## Task brief
According to the Form 8-K cover page, what is the date of the earliest event reported?

## Selected text
═══

SECURITIES AND EXCHANGE COMMISSION

WASHINGTON, D.C. 20549

 

FORM 8-K

 

CURRENT REPORT

Pursuant to Section 13 or 15(d) of the Securities Exchange Act of 1934

 

Date of Report (Date of earliest event reported): November 5, 2015

 

VIRTUSA CORPORATION

(Exact Name of Registrant as Specified in Charter)

 

Delaware

 

001-33625

 

04-3512883

(State or Other Jurisdiction
of Incorporation

 

(Commission
File Number)

 

(IRS Employer
Identification No.)

 

2000 West Park Drive
Westborough, Massachusetts

 

01581

(Address of Principal Executive Offices)

 

(Zip Code)

 

Registrant’s telephone number, including area code: (508) 389-7300

 

 

(Former Name or Former Address, if Changed Since Last Report)

 

Check the appropriate box below if the Form 8-K filing is intended to simultaneously satisfy the filing obligation of the registrant under any of the following provisions (see General Instruction A.2. below):

 

o            Written communications pursuant to Rule 425 under the Securities Act (17 CFR 230.425)

═══

(Named region outline records)
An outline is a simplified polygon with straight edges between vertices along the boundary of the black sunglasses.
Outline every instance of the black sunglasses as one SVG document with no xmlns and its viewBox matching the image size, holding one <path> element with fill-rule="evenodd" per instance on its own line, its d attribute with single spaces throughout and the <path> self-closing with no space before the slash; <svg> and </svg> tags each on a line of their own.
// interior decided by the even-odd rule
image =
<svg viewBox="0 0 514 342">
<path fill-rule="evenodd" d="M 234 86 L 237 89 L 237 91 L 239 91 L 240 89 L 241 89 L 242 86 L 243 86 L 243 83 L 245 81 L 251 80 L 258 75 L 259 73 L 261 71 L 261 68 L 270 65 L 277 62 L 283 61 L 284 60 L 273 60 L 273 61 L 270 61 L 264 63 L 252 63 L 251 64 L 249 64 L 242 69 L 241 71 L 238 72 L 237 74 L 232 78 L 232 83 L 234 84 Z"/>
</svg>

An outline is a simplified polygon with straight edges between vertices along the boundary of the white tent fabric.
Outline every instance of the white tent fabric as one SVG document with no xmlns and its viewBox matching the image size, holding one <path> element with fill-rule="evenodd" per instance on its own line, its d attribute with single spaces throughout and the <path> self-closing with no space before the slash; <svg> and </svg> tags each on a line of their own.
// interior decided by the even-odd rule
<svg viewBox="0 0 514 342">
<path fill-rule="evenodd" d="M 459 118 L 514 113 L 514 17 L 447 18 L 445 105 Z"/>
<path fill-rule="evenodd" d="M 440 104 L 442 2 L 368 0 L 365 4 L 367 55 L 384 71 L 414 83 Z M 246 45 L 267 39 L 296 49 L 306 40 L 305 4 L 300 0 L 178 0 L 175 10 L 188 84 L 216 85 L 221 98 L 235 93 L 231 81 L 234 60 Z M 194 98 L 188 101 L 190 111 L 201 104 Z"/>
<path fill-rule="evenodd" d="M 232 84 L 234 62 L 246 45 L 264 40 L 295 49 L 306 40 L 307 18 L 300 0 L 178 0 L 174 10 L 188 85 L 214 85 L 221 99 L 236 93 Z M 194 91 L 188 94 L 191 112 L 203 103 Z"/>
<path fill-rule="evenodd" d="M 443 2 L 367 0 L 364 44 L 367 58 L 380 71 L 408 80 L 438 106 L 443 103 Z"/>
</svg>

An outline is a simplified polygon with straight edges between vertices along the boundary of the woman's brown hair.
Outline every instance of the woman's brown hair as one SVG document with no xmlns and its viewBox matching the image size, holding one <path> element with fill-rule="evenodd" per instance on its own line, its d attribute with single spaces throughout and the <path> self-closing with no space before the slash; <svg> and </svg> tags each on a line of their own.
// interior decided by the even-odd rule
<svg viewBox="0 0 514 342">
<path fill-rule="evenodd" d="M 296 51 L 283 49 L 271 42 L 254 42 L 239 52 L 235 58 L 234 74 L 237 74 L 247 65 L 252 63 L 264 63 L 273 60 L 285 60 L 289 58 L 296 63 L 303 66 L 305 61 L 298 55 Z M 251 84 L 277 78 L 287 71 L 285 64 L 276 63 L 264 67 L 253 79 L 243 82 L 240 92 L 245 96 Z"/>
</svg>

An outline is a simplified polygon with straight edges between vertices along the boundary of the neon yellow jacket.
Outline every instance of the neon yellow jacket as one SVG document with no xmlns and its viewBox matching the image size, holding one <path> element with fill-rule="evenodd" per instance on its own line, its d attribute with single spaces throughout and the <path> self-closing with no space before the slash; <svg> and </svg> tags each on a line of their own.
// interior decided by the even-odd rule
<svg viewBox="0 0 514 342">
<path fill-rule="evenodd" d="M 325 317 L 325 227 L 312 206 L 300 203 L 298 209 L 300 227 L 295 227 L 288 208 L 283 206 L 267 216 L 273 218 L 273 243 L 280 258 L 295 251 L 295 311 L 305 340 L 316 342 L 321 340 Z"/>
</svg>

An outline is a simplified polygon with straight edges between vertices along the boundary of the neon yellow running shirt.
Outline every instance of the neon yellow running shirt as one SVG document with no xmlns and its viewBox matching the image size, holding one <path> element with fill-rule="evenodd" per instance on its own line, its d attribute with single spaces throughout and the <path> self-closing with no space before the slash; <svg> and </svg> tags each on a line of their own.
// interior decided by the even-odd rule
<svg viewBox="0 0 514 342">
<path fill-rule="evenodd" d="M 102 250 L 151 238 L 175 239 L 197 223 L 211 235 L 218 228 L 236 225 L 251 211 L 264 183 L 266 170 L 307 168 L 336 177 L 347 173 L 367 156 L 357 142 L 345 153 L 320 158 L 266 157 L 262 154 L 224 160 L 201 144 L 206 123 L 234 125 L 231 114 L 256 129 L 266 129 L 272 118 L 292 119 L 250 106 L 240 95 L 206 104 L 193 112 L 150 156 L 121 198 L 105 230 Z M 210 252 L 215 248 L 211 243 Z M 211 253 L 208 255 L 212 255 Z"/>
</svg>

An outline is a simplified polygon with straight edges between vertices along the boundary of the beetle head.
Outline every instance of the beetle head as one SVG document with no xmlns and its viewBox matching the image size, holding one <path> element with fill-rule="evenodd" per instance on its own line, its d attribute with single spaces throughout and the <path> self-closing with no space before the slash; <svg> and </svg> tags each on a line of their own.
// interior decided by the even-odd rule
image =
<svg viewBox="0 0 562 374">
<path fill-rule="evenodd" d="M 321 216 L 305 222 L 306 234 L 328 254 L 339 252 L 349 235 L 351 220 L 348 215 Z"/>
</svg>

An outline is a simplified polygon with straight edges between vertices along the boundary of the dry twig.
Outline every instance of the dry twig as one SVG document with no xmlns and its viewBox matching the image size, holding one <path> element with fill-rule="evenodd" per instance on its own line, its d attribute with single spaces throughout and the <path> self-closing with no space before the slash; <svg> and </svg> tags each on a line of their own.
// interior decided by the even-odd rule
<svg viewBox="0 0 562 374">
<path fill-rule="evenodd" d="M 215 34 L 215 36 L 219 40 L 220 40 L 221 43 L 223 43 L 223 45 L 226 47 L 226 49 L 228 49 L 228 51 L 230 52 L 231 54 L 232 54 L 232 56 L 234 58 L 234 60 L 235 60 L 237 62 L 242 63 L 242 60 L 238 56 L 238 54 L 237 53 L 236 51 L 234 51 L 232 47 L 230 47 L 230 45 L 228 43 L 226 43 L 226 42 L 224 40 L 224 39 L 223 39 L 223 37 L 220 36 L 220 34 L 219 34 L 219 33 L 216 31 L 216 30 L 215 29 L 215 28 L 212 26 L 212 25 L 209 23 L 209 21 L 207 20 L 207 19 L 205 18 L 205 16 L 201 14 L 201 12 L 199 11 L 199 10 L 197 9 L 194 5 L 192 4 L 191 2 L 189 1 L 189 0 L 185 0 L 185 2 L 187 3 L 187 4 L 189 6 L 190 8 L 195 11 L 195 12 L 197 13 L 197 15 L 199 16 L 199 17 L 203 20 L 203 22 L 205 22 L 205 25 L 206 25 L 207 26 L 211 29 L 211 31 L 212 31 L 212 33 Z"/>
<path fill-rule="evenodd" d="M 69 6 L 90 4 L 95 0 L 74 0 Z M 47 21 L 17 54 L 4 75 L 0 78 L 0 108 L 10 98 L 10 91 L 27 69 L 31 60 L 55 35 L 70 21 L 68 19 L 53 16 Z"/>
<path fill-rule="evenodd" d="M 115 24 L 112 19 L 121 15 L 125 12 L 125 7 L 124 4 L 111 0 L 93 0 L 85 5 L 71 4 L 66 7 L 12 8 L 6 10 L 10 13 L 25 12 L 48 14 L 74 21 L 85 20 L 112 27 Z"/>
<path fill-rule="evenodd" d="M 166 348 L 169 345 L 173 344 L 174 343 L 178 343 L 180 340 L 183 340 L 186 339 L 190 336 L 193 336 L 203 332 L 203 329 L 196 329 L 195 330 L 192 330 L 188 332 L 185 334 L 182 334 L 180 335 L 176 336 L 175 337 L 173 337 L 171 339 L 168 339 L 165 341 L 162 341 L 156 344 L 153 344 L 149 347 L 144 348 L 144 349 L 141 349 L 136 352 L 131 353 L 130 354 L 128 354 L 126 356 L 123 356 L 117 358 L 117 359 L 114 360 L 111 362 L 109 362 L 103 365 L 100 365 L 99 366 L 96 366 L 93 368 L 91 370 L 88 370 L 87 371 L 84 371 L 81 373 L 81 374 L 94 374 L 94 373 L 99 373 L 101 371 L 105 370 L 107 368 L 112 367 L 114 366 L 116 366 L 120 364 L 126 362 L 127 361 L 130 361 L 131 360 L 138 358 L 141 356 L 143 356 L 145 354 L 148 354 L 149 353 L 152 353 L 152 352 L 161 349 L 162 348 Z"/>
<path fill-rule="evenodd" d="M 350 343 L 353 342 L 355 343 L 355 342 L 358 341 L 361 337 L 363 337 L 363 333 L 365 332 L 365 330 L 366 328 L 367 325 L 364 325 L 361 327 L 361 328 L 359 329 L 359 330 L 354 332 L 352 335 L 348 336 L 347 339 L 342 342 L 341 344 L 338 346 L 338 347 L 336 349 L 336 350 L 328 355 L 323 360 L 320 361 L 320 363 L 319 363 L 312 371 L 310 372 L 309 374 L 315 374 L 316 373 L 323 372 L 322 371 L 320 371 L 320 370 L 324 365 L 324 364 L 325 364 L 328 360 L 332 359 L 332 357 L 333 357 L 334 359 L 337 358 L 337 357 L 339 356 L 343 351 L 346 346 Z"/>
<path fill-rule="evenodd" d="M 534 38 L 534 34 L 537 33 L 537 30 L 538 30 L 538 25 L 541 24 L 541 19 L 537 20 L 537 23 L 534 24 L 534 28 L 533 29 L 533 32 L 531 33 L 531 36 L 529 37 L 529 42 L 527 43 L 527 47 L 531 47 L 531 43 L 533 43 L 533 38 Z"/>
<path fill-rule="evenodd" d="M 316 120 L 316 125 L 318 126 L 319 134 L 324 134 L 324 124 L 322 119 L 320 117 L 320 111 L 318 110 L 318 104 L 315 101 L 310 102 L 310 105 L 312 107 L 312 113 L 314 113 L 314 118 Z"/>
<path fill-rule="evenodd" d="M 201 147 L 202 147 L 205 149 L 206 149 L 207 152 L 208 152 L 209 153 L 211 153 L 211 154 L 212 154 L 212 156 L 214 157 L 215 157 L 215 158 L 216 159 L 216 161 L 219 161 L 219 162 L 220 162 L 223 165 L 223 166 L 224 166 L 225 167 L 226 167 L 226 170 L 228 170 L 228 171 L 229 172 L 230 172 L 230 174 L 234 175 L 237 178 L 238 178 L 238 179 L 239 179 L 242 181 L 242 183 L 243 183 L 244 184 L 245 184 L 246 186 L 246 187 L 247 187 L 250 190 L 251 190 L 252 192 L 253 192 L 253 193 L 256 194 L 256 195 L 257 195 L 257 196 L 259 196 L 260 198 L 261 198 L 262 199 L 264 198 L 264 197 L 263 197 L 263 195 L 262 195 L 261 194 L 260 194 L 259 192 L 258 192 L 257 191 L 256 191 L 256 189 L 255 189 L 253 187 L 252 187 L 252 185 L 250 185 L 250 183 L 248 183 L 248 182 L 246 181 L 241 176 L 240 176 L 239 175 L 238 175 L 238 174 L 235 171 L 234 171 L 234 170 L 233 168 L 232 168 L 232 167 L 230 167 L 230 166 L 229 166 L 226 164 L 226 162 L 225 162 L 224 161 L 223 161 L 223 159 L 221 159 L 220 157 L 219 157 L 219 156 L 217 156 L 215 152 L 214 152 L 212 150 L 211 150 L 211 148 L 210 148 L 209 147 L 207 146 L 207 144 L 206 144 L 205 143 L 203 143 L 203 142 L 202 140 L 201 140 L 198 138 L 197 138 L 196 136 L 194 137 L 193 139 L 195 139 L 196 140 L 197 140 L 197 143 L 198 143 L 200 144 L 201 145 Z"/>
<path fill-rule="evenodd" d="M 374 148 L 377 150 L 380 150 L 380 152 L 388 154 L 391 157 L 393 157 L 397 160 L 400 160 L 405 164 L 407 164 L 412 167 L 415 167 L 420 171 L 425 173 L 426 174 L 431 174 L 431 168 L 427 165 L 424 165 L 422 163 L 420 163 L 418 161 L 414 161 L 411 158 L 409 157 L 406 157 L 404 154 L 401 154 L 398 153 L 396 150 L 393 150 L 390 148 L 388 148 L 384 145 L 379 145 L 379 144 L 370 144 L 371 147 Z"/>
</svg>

═══

## Solution for this exercise
November 5, 2015